(Request A)
Recast the entries as a numbered list, starting at the line holding "For the evaluation set, tag each instance of the metal" and running through the final line of the entries, both ends included. Leave out any blank lines.

(Supplied passage)
- Directed by: Patrick Jean
- Written by: Patrick Jean
- Produced by: Johnny Alves Benjamin Dara
- Cinematography: Matias Boucard
- Production company: One More Production
- Release date: 8 April 2010;
- Running time: 2 minutes
- Country: France

= Pixels (2010 film) =

Pixels is a 2010 French animated short film written and directed by Patrick Jean. It is about an invasion of New York City by classic 8-bit video game characters, such as those from Space Invaders, Pac-Man and others.

The film won "the Annecy Cristal" (le Cristal d'Annecy) for Best Short Film at the 2011 Annecy International Animated Film Festival.. The short would later be adapted into a feature length film, released in 2015.

==Plot==
On a Brooklyn sidewalk, a man walks over to a trash can, leaves a 1980s-era television by it and walks away. After a few seconds, the television suddenly reactivates and an 8-bit picture of a bomb appears. When its fuse runs out, the television's screen shatters and releases a cloud of pixels (illustrated as voxels because of the three-dimensionality of the scene). They fly over to Manhattan and form into various characters from arcade video games throughout the 1980s.

(Request B)
Continue the article about the 2010 short film Pixels, starting right after its last sentence.

(Provided data)
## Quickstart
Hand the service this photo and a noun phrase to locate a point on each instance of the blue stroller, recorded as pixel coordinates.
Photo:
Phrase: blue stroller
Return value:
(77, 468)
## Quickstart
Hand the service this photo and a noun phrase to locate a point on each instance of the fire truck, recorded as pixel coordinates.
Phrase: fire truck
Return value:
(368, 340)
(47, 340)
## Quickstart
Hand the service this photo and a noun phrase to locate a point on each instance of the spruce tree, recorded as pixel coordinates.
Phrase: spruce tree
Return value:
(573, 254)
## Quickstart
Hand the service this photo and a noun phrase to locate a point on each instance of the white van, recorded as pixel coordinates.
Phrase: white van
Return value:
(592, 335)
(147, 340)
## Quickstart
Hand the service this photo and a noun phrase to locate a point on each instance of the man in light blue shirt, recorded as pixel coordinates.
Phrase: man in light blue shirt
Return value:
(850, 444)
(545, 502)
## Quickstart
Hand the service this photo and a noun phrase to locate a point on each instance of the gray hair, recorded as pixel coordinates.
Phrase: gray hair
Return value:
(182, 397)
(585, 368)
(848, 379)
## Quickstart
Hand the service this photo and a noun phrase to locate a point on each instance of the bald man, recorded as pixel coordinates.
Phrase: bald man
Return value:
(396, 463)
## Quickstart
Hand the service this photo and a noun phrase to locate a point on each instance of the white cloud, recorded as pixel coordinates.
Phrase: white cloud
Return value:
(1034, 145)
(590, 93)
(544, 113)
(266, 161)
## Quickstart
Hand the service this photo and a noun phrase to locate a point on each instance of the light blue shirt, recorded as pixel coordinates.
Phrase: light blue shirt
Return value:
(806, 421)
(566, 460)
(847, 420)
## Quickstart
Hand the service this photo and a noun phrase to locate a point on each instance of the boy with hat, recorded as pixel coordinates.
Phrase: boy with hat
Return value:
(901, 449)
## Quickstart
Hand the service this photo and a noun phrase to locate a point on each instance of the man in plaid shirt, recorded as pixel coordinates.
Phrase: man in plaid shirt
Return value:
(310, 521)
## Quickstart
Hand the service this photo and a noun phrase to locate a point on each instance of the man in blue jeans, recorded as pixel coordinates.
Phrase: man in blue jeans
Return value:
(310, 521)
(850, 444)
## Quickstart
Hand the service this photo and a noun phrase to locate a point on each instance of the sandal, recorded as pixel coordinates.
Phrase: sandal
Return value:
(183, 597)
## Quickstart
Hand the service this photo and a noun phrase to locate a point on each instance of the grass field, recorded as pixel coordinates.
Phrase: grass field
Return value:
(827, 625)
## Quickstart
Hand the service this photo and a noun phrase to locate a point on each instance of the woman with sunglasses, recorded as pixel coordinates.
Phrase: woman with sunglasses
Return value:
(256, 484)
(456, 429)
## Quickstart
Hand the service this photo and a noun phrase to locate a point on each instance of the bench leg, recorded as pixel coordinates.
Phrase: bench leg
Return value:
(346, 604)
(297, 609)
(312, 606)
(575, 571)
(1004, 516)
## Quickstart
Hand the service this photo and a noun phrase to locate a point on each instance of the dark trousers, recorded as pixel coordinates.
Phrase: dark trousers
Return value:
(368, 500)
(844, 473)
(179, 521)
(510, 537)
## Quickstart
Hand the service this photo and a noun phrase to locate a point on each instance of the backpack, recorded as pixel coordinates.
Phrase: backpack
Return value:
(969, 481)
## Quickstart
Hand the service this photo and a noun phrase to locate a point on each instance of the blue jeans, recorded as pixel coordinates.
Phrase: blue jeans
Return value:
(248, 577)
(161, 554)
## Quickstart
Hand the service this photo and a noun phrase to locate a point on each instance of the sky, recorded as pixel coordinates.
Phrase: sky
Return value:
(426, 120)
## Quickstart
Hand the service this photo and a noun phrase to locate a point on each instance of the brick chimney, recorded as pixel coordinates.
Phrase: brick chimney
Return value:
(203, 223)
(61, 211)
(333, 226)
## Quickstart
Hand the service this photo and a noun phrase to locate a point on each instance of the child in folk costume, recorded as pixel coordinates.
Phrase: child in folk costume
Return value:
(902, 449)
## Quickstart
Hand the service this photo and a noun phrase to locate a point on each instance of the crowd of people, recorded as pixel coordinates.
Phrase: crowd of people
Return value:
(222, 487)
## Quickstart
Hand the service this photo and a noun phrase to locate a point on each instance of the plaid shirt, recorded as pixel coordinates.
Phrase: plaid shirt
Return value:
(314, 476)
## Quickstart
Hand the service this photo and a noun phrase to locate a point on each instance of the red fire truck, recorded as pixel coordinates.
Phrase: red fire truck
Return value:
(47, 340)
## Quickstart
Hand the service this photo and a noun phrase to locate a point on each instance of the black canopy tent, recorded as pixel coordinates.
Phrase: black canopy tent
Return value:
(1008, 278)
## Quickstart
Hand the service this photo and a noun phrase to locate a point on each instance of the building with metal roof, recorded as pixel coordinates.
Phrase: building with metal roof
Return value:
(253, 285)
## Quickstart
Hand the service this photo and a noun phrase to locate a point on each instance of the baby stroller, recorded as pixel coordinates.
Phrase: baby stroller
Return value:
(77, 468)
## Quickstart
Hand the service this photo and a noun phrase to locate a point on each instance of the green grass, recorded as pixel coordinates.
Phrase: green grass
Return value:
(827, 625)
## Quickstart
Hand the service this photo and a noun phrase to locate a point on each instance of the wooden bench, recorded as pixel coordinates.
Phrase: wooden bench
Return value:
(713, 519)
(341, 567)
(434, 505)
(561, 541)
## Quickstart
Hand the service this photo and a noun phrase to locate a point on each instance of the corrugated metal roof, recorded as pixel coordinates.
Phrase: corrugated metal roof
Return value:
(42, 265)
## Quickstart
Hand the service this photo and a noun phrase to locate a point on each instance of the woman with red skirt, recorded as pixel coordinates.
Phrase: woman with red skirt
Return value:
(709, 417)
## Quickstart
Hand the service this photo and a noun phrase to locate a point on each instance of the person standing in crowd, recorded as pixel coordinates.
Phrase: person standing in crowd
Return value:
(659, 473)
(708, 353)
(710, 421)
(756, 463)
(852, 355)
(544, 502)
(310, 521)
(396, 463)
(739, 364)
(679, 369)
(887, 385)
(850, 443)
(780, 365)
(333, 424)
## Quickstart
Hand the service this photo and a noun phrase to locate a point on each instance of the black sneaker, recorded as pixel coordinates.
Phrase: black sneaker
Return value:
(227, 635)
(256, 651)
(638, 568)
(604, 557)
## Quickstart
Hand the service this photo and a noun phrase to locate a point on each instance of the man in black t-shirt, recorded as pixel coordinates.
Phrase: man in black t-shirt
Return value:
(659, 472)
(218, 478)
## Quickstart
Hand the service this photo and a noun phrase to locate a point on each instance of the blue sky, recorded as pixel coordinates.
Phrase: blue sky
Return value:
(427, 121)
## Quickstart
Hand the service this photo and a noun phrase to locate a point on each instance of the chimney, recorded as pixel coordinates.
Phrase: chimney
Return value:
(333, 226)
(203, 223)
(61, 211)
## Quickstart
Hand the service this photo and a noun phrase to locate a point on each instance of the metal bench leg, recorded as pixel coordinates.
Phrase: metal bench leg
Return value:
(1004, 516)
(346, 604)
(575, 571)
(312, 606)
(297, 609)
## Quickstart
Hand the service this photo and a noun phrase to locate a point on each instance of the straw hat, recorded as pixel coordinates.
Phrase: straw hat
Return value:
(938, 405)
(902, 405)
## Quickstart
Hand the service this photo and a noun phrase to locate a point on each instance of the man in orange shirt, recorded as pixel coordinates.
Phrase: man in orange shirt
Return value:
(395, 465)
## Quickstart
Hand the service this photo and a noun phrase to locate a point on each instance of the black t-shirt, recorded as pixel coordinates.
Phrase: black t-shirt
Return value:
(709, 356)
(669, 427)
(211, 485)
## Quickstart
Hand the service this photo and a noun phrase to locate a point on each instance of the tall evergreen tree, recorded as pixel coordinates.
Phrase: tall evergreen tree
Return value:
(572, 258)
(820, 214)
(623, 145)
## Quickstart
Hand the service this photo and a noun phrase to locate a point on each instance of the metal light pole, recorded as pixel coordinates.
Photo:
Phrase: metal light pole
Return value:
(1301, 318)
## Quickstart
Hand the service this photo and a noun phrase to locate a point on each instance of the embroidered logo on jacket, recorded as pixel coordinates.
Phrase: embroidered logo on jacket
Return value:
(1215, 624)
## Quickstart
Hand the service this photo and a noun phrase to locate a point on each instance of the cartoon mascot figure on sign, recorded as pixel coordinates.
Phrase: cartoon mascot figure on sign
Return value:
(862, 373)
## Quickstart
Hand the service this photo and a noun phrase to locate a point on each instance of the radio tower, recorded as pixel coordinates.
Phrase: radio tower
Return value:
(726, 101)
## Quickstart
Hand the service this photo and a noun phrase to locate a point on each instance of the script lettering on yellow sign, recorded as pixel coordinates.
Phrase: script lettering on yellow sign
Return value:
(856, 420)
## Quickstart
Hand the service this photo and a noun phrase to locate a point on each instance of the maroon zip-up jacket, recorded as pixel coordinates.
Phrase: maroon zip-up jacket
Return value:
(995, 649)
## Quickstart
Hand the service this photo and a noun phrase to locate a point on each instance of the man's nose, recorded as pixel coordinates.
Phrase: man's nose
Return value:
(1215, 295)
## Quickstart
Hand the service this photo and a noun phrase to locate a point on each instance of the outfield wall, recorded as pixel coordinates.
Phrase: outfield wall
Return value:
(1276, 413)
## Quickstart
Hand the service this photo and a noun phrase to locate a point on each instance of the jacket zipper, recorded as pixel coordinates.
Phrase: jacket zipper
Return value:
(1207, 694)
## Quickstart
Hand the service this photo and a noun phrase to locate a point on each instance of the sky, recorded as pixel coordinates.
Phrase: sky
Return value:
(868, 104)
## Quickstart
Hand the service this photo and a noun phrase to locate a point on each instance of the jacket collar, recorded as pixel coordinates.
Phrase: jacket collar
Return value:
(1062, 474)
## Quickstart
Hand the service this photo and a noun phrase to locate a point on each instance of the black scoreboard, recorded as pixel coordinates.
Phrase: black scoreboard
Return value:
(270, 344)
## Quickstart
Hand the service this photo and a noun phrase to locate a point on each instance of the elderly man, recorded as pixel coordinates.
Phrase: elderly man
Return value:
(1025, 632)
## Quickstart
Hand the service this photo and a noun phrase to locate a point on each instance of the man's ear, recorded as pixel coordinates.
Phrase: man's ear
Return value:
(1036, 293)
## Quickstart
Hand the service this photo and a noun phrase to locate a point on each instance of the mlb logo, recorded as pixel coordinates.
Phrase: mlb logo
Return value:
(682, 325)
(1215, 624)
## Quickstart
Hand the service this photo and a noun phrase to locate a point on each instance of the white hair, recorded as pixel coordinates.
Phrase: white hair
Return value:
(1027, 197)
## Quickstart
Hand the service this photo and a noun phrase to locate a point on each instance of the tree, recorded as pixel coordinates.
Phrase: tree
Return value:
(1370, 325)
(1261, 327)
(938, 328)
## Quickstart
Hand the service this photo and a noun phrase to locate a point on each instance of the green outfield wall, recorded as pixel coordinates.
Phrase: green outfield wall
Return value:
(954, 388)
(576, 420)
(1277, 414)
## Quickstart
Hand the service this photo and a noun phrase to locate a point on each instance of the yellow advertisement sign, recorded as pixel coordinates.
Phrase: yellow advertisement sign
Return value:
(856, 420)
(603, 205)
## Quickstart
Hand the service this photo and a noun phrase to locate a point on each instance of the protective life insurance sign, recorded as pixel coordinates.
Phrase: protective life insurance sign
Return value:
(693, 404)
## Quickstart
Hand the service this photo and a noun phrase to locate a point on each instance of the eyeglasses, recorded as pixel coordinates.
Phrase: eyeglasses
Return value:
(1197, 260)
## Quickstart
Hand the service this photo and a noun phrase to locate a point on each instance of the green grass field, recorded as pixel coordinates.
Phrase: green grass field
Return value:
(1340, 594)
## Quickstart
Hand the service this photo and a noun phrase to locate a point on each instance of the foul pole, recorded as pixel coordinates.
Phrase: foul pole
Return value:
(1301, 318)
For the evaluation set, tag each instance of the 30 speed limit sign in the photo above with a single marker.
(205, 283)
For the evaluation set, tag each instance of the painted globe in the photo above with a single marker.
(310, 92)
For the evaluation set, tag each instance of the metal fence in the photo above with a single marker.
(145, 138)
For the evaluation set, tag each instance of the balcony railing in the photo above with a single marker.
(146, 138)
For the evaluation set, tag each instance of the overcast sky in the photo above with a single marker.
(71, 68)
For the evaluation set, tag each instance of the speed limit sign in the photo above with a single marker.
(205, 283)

(Output A)
1. For the evaluation set, tag each instance of the metal fence in the photo above with a single marker.
2. (145, 138)
3. For the evaluation set, tag each instance of the balcony railing in the photo above with a single marker.
4. (146, 138)
5. For the evaluation set, tag each instance of the overcast sky in the photo above with a single marker.
6. (71, 68)
7. For the evaluation set, tag each instance of the speed limit sign in the photo above with a single marker.
8. (205, 283)

(Output B)
Space Invaders start to shoot downwards; on contact, the projectiles cause a delivery truck and a pair of taxis to degenerate into pixels. A cloud of pixels then flies down a subway station, eventually forming into Pac-Man, which devours trains and other stations as it travels through the tunnels. Its progress is shown on the subway status display, similar to the cleared-away dots on the original game screen. Giant recreations of tetrominoes from Tetris then fall from the sky and match up with floors of skyscrapers. One building gets a "Tetris", eliminating several mid-level floors as its top crashes onto the remainder of the building. Recreations of the Vaus from Arkanoid appear and destroy one of the piers of the Brooklyn Bridge, resulting in the structure collapsing. Donkey Kong then throws a barrel from the Empire State Building which knocks down a traffic light and damaging a fire hydrant, the latter of which suddenly sprays out pixelated water, while Frogger is seen trying to cross traffic in the form of pixelated cars.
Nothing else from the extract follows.